_WORK INSTRUCTION_
Your answer should reproduce every line of the material in which the word "wearing" occurs.

_DATA_
- - - - - - -

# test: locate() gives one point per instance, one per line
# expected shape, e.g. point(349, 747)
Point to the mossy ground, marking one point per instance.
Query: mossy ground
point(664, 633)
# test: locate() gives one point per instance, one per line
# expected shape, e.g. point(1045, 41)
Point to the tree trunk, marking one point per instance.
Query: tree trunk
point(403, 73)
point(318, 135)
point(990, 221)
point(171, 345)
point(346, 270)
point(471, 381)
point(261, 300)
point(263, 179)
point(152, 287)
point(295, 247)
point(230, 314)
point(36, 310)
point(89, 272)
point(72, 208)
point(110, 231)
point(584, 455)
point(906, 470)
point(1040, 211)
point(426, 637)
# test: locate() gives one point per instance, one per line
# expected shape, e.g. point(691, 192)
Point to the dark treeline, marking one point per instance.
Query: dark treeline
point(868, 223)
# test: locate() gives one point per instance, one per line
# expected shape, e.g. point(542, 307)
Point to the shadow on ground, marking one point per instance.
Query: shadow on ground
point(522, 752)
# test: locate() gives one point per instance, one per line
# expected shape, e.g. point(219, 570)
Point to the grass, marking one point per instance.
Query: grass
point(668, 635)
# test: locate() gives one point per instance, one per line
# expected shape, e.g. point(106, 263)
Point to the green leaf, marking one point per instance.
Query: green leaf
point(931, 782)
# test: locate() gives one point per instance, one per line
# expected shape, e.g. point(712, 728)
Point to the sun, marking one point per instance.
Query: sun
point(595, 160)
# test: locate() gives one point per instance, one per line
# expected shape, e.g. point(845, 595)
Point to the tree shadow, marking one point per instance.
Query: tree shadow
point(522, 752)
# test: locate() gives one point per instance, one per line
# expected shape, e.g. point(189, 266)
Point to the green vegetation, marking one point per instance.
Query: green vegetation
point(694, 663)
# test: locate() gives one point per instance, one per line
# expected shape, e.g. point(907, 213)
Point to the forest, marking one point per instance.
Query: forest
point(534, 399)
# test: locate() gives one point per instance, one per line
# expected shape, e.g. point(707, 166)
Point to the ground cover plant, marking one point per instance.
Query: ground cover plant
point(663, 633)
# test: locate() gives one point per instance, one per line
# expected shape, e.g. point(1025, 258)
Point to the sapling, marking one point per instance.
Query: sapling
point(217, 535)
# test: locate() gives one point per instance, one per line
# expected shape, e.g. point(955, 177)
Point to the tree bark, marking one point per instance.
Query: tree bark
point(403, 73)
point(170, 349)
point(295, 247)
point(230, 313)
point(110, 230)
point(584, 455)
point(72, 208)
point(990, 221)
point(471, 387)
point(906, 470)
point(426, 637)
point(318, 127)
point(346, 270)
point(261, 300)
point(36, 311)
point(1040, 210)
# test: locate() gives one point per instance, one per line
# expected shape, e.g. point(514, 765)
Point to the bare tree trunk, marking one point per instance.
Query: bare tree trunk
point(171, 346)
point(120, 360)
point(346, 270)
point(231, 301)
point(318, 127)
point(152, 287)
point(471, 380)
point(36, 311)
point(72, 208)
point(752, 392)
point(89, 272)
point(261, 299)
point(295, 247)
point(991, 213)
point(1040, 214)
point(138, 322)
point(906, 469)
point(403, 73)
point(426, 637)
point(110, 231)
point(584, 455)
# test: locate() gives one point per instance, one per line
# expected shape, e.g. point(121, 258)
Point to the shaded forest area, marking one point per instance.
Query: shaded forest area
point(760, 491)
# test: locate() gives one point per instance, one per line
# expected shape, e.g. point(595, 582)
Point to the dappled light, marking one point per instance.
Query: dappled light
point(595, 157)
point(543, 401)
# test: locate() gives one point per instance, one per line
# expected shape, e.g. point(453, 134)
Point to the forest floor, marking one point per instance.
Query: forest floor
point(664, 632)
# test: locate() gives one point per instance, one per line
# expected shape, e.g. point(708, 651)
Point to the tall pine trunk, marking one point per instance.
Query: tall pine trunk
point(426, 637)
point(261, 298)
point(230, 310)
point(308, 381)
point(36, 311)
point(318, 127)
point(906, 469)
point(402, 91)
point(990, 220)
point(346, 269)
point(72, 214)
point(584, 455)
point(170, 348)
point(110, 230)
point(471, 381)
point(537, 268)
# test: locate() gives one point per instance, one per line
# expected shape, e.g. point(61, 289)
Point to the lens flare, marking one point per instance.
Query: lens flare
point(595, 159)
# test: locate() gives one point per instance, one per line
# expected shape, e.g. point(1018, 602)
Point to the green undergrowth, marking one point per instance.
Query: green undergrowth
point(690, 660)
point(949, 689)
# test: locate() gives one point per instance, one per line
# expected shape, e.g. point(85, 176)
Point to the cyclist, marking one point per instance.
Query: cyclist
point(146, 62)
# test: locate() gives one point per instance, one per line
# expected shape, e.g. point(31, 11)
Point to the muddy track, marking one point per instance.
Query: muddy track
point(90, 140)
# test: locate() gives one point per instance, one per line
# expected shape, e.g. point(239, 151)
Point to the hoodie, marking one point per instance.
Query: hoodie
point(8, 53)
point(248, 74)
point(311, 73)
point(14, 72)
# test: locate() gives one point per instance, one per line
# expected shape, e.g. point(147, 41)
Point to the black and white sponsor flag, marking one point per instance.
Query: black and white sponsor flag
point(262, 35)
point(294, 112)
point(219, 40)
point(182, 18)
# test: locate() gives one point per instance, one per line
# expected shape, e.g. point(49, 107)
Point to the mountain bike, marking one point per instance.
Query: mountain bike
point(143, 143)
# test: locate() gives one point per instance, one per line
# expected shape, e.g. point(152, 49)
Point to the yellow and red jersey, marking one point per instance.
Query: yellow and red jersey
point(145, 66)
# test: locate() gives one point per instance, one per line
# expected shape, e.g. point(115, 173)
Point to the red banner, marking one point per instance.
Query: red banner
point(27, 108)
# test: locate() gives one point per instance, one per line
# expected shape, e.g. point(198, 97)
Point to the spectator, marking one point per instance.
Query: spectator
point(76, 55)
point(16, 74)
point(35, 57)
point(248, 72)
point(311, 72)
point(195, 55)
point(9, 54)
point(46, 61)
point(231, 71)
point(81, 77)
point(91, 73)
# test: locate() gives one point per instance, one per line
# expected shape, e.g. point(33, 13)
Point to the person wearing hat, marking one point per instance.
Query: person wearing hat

- - - - - - -

_ANSWER SPACE_
Point to the person wearing hat, marking one point per instance.
Query: person wearing hat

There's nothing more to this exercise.